• **提示された文章**:
だが、食のサステナビリティや循環を考えるうえでは、食を支える製品やサービス・仕組みについても目を向けなければならない。その最たるものの一つが食器だ。
いま、需要の高まりに伴う過剰採掘や宅地造成などが原因で、食器の原料となる良質な土や石の資源調達が難しくなっている。一方で、特に業務用の食器を扱うホテル・レストラン業界では、サービス維持という観点から少しでも欠けたり絵柄が剥げただけで食器が廃棄されてしまうことが少なくない。食器をめぐるバリューチェーンは、やむを得ず採掘・製造・利用・廃棄という直線的な仕組みになっているのが現状だ。
食そのものと同様に、食器のサステナビリティを考えるうえでも、資源を直線型のモデルからより循環型モデルへ移行する道筋を描くことが重要となる。

• **求められる作業**:
食器のサステナビリティに関する文章を、最後の文に続けて書き継いでください。 これから示す記録は、食器のサステナビリティに関する文章とは関係がありません。

• **記録一覧**:

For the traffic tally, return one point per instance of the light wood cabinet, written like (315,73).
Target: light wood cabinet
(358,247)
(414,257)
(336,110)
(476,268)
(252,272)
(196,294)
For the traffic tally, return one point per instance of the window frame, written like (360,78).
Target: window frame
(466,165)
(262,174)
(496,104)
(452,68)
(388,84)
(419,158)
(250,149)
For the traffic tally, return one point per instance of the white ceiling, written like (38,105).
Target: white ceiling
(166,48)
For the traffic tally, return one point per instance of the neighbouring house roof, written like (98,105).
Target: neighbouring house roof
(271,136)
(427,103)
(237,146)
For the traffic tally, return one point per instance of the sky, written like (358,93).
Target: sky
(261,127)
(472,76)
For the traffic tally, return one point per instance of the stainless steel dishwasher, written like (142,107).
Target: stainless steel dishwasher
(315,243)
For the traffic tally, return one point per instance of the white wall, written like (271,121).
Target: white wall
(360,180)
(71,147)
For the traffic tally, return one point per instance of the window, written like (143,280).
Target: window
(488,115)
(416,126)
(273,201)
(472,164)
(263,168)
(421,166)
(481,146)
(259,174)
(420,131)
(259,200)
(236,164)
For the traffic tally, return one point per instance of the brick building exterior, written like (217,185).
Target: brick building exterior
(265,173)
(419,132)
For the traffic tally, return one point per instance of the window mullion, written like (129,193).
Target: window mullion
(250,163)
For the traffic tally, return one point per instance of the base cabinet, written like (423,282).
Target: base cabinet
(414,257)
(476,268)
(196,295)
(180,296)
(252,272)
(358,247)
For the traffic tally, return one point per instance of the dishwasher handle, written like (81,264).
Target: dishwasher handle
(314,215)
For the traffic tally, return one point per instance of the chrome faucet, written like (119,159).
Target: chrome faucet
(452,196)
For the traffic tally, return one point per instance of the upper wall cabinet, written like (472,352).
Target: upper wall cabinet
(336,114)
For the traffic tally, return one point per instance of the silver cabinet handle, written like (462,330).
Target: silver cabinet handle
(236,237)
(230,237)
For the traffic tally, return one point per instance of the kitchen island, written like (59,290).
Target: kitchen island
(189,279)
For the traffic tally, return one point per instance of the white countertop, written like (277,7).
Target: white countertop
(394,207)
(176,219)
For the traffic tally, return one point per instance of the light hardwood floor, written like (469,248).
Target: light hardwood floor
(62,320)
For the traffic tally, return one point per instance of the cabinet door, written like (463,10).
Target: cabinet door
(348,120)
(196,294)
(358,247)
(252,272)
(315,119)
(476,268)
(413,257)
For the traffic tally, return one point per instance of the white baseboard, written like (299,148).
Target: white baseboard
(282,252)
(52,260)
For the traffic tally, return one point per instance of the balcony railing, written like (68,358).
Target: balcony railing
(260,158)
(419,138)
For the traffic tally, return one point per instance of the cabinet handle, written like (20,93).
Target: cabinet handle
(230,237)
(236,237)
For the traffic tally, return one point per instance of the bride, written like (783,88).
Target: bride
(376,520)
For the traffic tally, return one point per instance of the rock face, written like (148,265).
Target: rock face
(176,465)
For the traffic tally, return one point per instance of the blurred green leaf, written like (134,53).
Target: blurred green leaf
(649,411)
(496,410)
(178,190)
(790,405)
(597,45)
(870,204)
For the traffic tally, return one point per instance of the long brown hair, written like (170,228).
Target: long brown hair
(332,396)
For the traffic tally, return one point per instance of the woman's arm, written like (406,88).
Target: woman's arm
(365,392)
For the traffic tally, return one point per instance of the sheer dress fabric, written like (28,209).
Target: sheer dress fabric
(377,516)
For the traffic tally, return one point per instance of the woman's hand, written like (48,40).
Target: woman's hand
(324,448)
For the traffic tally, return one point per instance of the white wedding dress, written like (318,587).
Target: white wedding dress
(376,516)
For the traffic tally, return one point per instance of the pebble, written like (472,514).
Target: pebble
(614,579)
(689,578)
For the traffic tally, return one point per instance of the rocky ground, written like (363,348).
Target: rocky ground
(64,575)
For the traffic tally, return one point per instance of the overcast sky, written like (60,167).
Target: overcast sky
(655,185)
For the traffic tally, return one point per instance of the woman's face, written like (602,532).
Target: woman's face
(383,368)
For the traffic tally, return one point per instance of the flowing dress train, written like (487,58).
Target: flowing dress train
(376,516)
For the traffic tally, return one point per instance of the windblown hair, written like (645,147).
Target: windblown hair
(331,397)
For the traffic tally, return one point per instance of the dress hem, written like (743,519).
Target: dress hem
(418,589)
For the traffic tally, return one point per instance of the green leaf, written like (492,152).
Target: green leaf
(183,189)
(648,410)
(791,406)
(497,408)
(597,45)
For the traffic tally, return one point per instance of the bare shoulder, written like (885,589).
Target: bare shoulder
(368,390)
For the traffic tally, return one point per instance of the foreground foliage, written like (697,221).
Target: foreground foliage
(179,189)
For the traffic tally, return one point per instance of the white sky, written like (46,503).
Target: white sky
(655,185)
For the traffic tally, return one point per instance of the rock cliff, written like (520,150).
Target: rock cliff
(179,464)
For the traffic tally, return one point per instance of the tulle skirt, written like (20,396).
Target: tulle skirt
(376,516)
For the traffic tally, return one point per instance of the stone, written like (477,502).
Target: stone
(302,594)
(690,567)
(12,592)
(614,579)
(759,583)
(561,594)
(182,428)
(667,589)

• **作業の結果**:
この食器のサーキュラーエコノミーの移行に真剣に取り組み始めたのが、石川県に本拠を置く1908年創業の洋食器メーカー、ニッコー株式会社だ。ボーンチャイナをはじめ、上質な食器を提供することで知られるニッコーは、ホテルやレストランの業界では広く知られた存在だ。
そのニッコーは、2021年4月に陶磁器事業のサーキュラーエコノミー化を推進するプロジェクト「NIKKO Circular Lab」、飲食店のサステナビリティを支援するメディア「table source」を同時に立ち上げ、合わせてレストラン業界のサステナビリティ推進機関、日本サステイナブル・レストラン協会にも加盟した。
なぜ同社はこのタイミングでサステナビリティやサーキュラーエコノミーに取り組み始めたのだろうか。今回、同社常務取締役三谷直輝氏にその背景や取り組みについてお話を伺った。
陶磁器業界再建を目指し見えた、事業とサステナビリティの関係性
ニッコーは、1908年に石川県金沢で創業した100年以上の歴史を有する老舗企業だ。もともと硬質陶器をつくる日本硬質陶器株式会社という社名で始まった。日本で良質な食器を製造して、外貨を稼ぐというのが設立の目的だったという。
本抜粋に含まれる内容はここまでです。